* YOUR OBJECTIVE *
Below are some records; copy them word for word and drop the pictures.

* RECORDS PROVIDED *
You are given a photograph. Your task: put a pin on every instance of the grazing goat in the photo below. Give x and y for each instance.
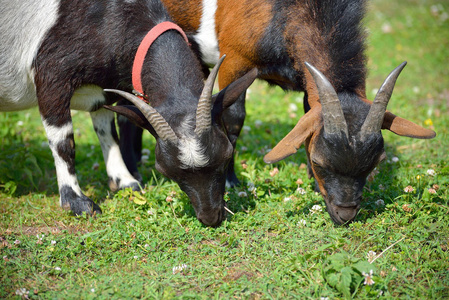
(315, 46)
(60, 55)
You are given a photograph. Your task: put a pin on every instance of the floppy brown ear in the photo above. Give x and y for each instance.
(305, 127)
(405, 127)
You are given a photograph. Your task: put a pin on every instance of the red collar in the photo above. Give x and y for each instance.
(151, 36)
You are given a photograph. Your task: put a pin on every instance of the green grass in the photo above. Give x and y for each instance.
(274, 246)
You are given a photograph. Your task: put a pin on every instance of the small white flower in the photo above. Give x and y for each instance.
(179, 269)
(251, 186)
(22, 292)
(380, 202)
(408, 189)
(368, 278)
(242, 194)
(370, 256)
(431, 172)
(316, 208)
(386, 28)
(301, 191)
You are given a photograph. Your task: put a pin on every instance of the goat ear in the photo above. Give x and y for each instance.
(133, 114)
(405, 127)
(227, 96)
(306, 126)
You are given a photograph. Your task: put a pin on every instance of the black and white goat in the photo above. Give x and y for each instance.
(60, 55)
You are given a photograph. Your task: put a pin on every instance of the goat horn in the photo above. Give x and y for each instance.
(203, 111)
(333, 117)
(374, 120)
(160, 126)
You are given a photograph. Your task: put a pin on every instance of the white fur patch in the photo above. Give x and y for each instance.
(192, 153)
(115, 165)
(206, 36)
(55, 136)
(22, 29)
(87, 97)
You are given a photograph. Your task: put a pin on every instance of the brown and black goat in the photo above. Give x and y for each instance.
(315, 46)
(60, 55)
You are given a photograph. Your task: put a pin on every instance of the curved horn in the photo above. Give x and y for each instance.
(163, 130)
(374, 120)
(203, 111)
(333, 117)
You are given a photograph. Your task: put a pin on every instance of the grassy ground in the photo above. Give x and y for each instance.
(278, 244)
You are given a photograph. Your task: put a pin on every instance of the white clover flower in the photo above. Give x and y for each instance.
(408, 189)
(242, 194)
(179, 269)
(380, 202)
(301, 191)
(368, 278)
(251, 186)
(316, 208)
(302, 222)
(370, 256)
(22, 292)
(431, 172)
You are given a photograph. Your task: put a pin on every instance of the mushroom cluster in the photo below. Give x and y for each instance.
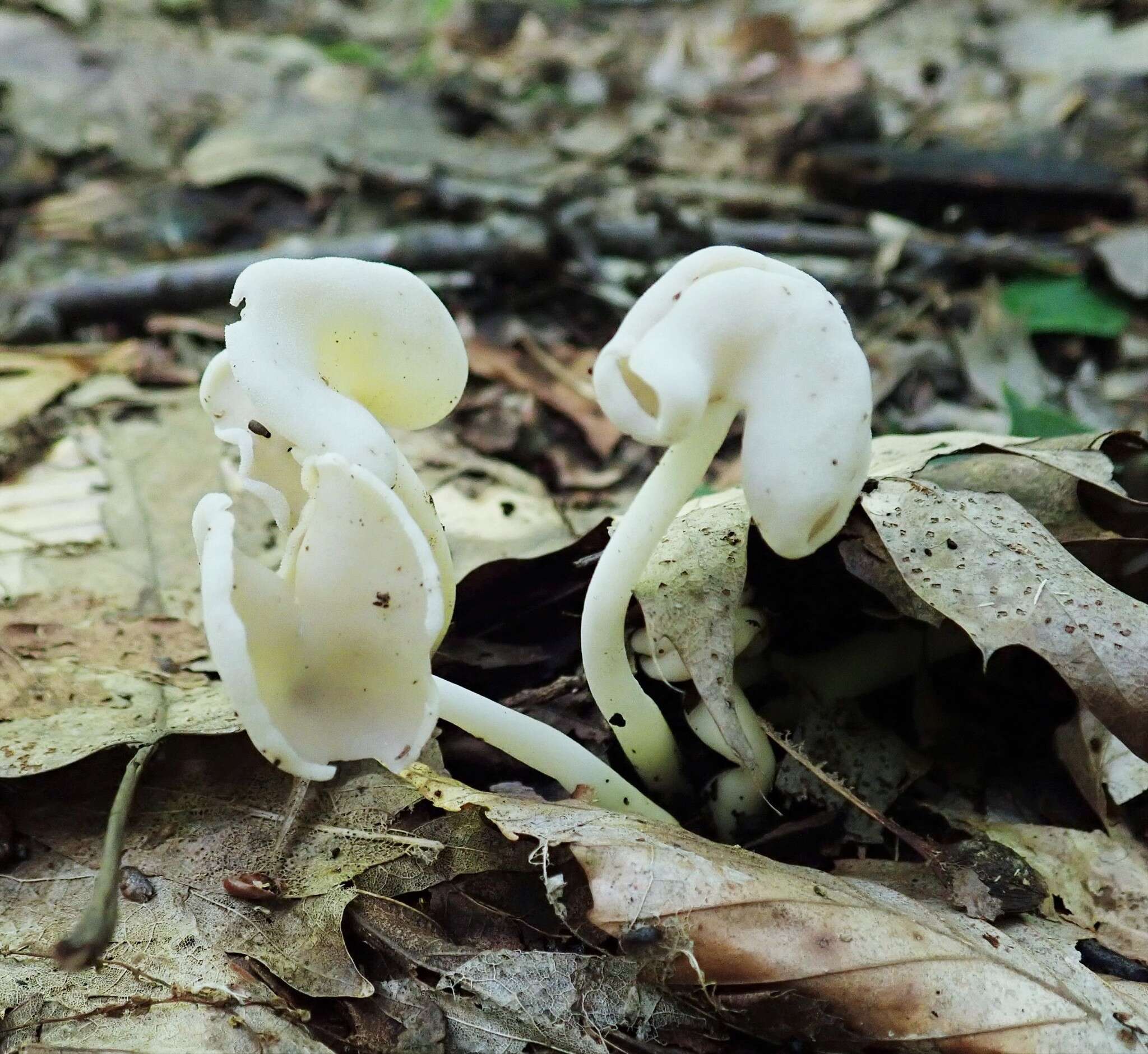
(328, 658)
(725, 331)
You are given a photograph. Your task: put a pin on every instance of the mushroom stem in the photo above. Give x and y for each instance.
(635, 718)
(706, 730)
(542, 747)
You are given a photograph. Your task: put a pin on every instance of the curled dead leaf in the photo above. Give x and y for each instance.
(854, 963)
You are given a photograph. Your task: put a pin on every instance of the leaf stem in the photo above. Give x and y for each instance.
(91, 936)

* ANSWER SPACE *
You are given a photograph. Your task: put a pin on every instance of the grazing goat in the photo below. Give x and y for each instance.
(315, 46)
(60, 55)
You are given a photograph. Your task: put a pin on every instance of the floppy brown ear in the photo above. Give x and y for each instance.
(305, 127)
(405, 127)
You are given a photograph. Your task: put a pin on every instance of the red collar in the photo above. Give x and y for each instance.
(151, 36)
You are given a photograph. Your task: put a pin on every instance of the green grass in the photo above. Give x and y for each instance.
(274, 246)
You are given a photograph. Your task: put a pin on every instance of the small white flower in the photo above. Give x and y for each instance.
(179, 269)
(251, 186)
(22, 292)
(380, 202)
(408, 189)
(368, 278)
(242, 194)
(370, 256)
(431, 172)
(316, 208)
(386, 28)
(301, 191)
You are given a photograph. Your task: put a pin on every instance of the goat ear in the photo above. Give x and y for each instance.
(133, 114)
(405, 127)
(227, 96)
(306, 126)
You are given a photograph. Your task: put a pin on every instance of the black and white goat in the photo above. Give x and y for each instance.
(60, 55)
You are given a photograph. Your task: put a pin on every instance of the goat horn in the photo above. Give x and y for each instance.
(203, 111)
(333, 117)
(374, 120)
(160, 126)
You are given a photograph. Your task: put a pin on every instance of the white fur patch in the photo above. Give x and y for each instance.
(192, 153)
(115, 165)
(206, 36)
(55, 136)
(22, 29)
(87, 97)
You are given a photograph. Your task: put a pin on every instance of the brown and black goat in the photo above. Give x and y for each instance.
(315, 46)
(60, 55)
You are given a photograph. Your task: put a pin on every instance of the curved horn in the photo above. Give x and y for each instance.
(163, 130)
(374, 120)
(203, 111)
(333, 117)
You are given a photograph. Your task: put a pin on every instance of the grassy ground in the photo above. Give x and y for each instance.
(278, 244)
You are given a photograph. Your task: put a pin on every instance of the white clover flower in the photo above. Give x and y for each instance.
(408, 189)
(242, 194)
(179, 269)
(380, 202)
(301, 191)
(368, 278)
(251, 186)
(316, 208)
(302, 222)
(370, 256)
(22, 292)
(431, 172)
You are given a photograph. Your task: put a pin on every instance of the mushroom cluster in the photo below. Give x and y for each instance.
(328, 658)
(725, 331)
You are given a photograph. Your task: put a pin on every instance of the mushroom stem in the photo above. Give x and y for each instance.
(635, 718)
(706, 730)
(542, 747)
You are given a photograph. Your task: put a pin on every instance of the curled dead leaf in the photo above. Give x and y for each instance.
(854, 963)
You are given a photograph. Your task: put a pin on every instance of the leaf stem in the photo above. Give x and y for each instance.
(91, 936)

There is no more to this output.